Task objective
Arrange every line of the listing below as a numbered list, leaving out any blank lines.

[Position annotation listing]

────

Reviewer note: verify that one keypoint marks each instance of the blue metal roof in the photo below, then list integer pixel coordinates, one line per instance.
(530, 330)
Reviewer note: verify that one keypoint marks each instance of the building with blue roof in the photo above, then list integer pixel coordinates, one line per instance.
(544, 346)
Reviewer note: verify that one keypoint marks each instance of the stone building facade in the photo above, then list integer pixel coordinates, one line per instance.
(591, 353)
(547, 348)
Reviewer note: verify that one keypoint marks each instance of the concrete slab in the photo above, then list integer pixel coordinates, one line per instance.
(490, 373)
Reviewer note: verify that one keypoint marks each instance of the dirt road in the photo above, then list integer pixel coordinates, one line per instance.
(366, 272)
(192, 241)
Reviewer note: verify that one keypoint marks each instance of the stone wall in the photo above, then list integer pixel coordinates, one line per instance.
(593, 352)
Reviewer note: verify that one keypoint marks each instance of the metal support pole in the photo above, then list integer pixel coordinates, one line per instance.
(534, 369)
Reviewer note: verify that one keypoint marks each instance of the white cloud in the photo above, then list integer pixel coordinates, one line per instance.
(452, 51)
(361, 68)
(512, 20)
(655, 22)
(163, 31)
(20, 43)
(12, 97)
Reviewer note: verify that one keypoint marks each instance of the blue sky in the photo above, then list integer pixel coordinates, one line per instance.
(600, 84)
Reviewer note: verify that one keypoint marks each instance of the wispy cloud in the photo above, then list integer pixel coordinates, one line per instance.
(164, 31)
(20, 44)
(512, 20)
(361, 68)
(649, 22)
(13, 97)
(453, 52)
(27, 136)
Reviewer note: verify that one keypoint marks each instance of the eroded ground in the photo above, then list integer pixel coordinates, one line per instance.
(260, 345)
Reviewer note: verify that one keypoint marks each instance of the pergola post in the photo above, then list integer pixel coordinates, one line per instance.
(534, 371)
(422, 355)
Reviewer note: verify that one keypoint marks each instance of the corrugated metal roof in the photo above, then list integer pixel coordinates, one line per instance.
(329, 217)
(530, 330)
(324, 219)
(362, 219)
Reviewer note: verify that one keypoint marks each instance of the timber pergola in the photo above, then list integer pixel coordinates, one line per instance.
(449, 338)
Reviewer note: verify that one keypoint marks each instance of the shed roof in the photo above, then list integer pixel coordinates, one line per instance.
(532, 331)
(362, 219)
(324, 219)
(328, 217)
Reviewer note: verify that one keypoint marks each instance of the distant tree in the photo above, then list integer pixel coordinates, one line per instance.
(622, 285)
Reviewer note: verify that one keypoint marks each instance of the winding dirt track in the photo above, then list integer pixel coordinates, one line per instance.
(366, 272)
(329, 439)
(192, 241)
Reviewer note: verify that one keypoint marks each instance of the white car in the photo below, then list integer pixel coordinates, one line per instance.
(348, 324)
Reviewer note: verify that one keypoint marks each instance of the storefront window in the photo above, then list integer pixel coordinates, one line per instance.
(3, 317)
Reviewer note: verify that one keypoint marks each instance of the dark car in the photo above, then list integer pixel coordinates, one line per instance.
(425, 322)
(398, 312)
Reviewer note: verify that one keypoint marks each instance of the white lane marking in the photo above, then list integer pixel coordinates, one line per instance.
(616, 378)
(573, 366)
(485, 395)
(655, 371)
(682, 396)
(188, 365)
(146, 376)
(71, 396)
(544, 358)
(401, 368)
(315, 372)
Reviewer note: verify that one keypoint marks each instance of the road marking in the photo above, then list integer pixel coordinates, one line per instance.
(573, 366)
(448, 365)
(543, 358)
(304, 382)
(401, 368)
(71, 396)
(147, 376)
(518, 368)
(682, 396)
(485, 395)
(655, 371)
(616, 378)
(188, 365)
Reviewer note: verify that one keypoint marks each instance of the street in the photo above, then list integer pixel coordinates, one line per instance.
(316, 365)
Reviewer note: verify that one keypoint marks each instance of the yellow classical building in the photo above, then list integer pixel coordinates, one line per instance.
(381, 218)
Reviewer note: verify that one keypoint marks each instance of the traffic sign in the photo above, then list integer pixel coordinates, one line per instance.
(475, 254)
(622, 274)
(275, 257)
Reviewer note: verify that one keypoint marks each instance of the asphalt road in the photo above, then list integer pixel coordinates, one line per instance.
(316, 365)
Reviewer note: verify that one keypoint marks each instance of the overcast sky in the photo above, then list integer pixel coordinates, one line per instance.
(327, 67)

────

Finished task
1. Reviewer note: verify that one keypoint marks each instance of the blue metal roof in the photo below, then list integer pixel coordinates, one line per instance.
2. (530, 330)
3. Reviewer note: verify that one keypoint marks each instance of the building with blue roof in the photo above, then list integer pixel coordinates, one line per instance.
4. (544, 346)
5. Reviewer note: verify that one keypoint marks each instance of the stone building facade in the photo above, then list integer pixel coordinates, one line per instance.
6. (591, 353)
7. (547, 348)
8. Reviewer note: verify that one keypoint marks each instance of the concrete slab in the photo above, then list integer pixel coordinates, one line per instance.
9. (490, 373)
10. Reviewer note: verify that one keypoint marks each instance of the dirt road in the photo above, then list integer pixel coordinates, one line per instance.
11. (366, 272)
12. (192, 241)
13. Reviewer note: verify that one keypoint marks each instance of the stone wall in the photo above, then list integer pixel coordinates, one line per instance.
14. (593, 352)
15. Reviewer note: verify that one keypoint marks each instance of the metal support pole in the photo above, then list integer pixel coordinates, one line per instance.
16. (534, 369)
17. Reviewer note: verify that one keypoint marks each instance of the white cloud in the photo above, then list integer pixel coordinates, one line per instance.
18. (452, 51)
19. (361, 68)
20. (512, 20)
21. (655, 22)
22. (163, 31)
23. (20, 43)
24. (12, 97)
25. Reviewer note: verify that one keypoint marks each instance of the blue sky in the photo above, then list integer pixel coordinates, one line per instance.
26. (600, 84)
27. Reviewer note: verify that one keypoint marks each instance of the wispy cloud in the photo above, then list integer pixel coordinates, one line per instance.
28. (164, 31)
29. (20, 44)
30. (512, 20)
31. (361, 68)
32. (649, 22)
33. (13, 97)
34. (453, 52)
35. (27, 136)
36. Reviewer note: verify that one keypoint marks each instance of the eroded ground in the photo above, then list integer pixel coordinates, one line per instance.
37. (260, 345)
38. Reviewer note: verify that one keypoint marks each instance of the pergola post in the photo above, then list integer pixel coordinates, one line per instance.
39. (534, 371)
40. (422, 355)
41. Reviewer note: verify that one keypoint marks each instance of the corrugated metal roof in the photo above, then list integer pixel coordinates, one line per instance.
42. (329, 217)
43. (530, 330)
44. (324, 219)
45. (362, 219)
46. Reviewer note: verify that one keypoint marks each instance of the timber pergola in the photo above, then list integer pixel coordinates, one line per instance.
47. (449, 338)
48. Reviewer note: verify that one keypoint marks each instance of the shed roof in the photo above, then list integer pixel coordinates, one line per instance.
49. (532, 331)
50. (362, 219)
51. (324, 219)
52. (328, 217)
53. Reviewer note: verify that one keypoint marks each instance of the distant tree in the photo above, then list integer pixel coordinates, one line per instance.
54. (622, 285)
55. Reviewer note: verify that one keypoint marks each instance of the winding dirt track in the photo above, then list integer pixel coordinates, one line per instance.
56. (366, 272)
57. (329, 439)
58. (192, 241)
59. Reviewer note: verify that one keypoint marks each instance of the white car in the photo below, then list integer pixel coordinates, one line per instance.
60. (348, 324)
61. Reviewer note: verify that one keypoint marks each instance of the storefront window in the photo above, then list integer pixel coordinates, one line per instance.
62. (3, 317)
63. Reviewer note: verify that one keypoint marks each instance of the dark car in the photo above, then list integer pixel coordinates, one line per instance.
64. (425, 322)
65. (398, 312)
66. Reviewer note: verify that one keypoint marks each instance of the white lane marking in the photo above, then list integer pixel coordinates, one line per instance.
67. (616, 378)
68. (573, 366)
69. (485, 395)
70. (655, 371)
71. (682, 396)
72. (188, 365)
73. (146, 376)
74. (71, 396)
75. (544, 358)
76. (401, 368)
77. (315, 372)
78. Reviewer note: verify that one keypoint marks each instance of the road marking in the photo above, then list integer pixel coordinates, one line per instance.
79. (573, 366)
80. (448, 365)
81. (543, 358)
82. (304, 382)
83. (401, 368)
84. (71, 396)
85. (147, 376)
86. (518, 368)
87. (682, 396)
88. (485, 395)
89. (655, 371)
90. (616, 378)
91. (188, 365)
92. Reviewer note: verify that one keypoint marks each instance of the street in the photo above, then list integer pixel coordinates, one line per instance.
93. (316, 365)
94. Reviewer note: verify that one keypoint marks each instance of the yellow classical building in the photo above, then list integer pixel coordinates, one line per instance.
95. (381, 218)
96. Reviewer note: verify that one keypoint marks each instance of the traffic sign in the photo above, then list integer pixel coordinates, one line per instance.
97. (475, 254)
98. (622, 274)
99. (275, 257)
100. Reviewer note: verify that one keypoint marks each instance of the asphalt road in the photo above, then list integer pixel coordinates, one line per instance.
101. (316, 365)
102. Reviewer note: verify that one keypoint marks each instance of the overcast sky in the photo above, then list integer pixel coordinates, one line per instance.
103. (327, 67)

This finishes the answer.